PASSAGE:
“Antioxidants” seems to be one of the trendiest buzz words popping up in supermarket aisles and circulating inside health articles everywhere. Blueberries, cereal, even iced tea and soda all boast antioxidant prowess on their labels and their advertisements. But what are these super-nutrients anyway, and how and when should we consume them?
In a nutshell (perhaps an almond shell since almonds are rich in the antioxidant vitamin E), antioxidants are beneficial because they block the action of free radicals, which are ubiquitous molecules with unpaired electrons. Free radicals make it their mission to find another electron, and in so doing, damage surrounding molecules which results in the deterioration of oil, rubber, plastics, and foods, and can also contribute to heart attacks, strokes, and cancer. When you and I work out, free radicals are created and oxidative stress increases, which has led many a logical thinker to conclude that consuming antioxidants promptly after they leave the gym, track, or trail is advantageous. However, this habit could be more harmful than helpful.

THE TASK: Reproduce the stretch of the antioxidants passage above from "In a nutshell" through "harmful than helpful.", word for word.

DATASET EXCERPTS:
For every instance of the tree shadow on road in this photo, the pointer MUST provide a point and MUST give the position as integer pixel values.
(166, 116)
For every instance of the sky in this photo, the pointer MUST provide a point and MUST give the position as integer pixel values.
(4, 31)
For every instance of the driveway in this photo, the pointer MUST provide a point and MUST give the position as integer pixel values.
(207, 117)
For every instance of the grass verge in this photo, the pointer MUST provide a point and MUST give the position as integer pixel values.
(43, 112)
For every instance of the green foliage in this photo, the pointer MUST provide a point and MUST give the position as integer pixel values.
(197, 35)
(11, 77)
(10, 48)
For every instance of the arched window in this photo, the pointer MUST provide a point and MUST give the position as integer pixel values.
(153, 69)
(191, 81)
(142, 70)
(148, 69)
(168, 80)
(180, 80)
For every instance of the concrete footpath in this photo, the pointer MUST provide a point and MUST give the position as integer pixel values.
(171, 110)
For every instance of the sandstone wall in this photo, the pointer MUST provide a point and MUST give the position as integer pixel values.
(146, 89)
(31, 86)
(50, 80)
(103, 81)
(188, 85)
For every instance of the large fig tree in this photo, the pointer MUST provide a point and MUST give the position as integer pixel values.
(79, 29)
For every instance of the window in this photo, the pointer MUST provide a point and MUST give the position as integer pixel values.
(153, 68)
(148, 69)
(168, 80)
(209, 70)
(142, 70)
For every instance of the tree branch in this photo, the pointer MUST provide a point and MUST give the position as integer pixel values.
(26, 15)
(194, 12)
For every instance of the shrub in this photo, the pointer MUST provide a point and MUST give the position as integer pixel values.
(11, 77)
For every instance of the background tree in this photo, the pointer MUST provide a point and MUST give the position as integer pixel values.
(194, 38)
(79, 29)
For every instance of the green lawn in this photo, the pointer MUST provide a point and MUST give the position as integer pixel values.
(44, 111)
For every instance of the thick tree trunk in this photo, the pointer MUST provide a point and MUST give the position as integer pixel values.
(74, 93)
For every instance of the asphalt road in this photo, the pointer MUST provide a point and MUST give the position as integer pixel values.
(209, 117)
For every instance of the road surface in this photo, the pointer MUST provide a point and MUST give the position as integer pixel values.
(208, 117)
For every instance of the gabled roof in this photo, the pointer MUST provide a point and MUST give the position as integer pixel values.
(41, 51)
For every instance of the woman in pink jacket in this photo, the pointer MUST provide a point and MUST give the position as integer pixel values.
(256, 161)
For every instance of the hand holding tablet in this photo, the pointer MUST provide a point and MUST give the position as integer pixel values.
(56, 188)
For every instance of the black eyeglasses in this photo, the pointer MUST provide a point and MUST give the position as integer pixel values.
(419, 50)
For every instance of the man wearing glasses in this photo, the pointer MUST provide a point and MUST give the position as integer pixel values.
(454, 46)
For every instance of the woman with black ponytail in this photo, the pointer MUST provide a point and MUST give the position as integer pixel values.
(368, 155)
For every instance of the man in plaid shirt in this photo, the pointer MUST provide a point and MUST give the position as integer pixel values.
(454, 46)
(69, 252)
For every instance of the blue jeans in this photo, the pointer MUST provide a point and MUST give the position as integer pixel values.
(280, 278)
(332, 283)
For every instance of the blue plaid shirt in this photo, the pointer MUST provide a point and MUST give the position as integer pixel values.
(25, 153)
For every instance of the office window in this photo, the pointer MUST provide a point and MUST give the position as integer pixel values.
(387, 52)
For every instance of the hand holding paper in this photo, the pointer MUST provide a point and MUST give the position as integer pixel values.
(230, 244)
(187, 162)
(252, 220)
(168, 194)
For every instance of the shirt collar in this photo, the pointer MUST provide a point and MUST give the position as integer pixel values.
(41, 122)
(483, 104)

RESULT OF THIS EXERCISE:
In a nutshell (perhaps an almond shell since almonds are rich in the antioxidant vitamin E), antioxidants are beneficial because they block the action of free radicals, which are ubiquitous molecules with unpaired electrons. Free radicals make it their mission to find another electron, and in so doing, damage surrounding molecules which results in the deterioration of oil, rubber, plastics, and foods, and can also contribute to heart attacks, strokes, and cancer. When you and I work out, free radicals are created and oxidative stress increases, which has led many a logical thinker to conclude that consuming antioxidants promptly after they leave the gym, track, or trail is advantageous. However, this habit could be more harmful than helpful.